-- Start of MATERIAL TO PROCESS --
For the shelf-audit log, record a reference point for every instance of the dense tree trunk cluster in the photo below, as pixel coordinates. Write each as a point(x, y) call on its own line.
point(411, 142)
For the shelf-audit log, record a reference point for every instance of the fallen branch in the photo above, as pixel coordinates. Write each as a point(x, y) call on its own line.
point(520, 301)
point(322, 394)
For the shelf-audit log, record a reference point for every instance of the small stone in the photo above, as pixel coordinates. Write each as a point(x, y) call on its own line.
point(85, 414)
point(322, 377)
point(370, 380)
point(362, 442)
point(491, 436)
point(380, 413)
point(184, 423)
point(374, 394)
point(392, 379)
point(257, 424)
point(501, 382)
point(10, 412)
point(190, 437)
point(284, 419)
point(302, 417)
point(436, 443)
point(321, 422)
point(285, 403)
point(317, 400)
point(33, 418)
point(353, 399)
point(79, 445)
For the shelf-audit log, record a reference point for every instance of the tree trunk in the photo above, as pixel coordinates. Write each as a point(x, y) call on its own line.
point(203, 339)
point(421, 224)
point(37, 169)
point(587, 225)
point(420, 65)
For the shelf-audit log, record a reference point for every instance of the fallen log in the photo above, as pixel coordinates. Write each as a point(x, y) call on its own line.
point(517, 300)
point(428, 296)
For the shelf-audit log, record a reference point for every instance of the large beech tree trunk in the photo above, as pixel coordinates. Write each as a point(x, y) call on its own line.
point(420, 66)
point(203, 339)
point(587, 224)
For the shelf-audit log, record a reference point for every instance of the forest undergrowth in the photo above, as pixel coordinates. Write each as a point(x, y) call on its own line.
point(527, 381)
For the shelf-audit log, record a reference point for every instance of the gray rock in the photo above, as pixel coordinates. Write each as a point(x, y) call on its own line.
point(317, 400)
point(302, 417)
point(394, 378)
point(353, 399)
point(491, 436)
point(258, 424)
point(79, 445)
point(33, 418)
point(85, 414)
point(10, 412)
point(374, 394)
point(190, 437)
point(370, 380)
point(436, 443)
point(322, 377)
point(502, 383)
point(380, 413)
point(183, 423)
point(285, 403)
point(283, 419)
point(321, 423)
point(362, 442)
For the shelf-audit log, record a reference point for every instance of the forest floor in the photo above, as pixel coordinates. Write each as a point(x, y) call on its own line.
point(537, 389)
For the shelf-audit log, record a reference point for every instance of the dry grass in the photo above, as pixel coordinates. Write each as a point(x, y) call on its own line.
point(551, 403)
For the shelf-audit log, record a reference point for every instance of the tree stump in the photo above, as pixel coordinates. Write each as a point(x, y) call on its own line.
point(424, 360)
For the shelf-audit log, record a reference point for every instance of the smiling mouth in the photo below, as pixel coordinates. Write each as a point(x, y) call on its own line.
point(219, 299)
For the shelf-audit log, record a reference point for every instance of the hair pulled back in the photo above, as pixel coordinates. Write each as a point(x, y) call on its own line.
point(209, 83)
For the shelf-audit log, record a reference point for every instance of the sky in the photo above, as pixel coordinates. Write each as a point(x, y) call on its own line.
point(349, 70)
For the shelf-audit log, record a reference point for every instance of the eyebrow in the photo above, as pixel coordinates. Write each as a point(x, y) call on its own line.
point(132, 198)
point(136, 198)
-- End of MATERIAL TO PROCESS --
## TASK TO COMPLETE:
Format the entries from the line with "the fallen branch" to the line with "point(322, 394)", both included, as a two-column CSV with the headers task and answer. Give one row per entry, putting its text under task and its answer under answer, with each field in quotes and line breaks turned into spaces.

## EXPECTED OUTPUT:
task,answer
"For the shelf-audit log, record a reference point for every instance of the fallen branch in the photo above, as pixel coordinates. Write each as a point(x, y) call on its own line.","point(520, 301) point(322, 394)"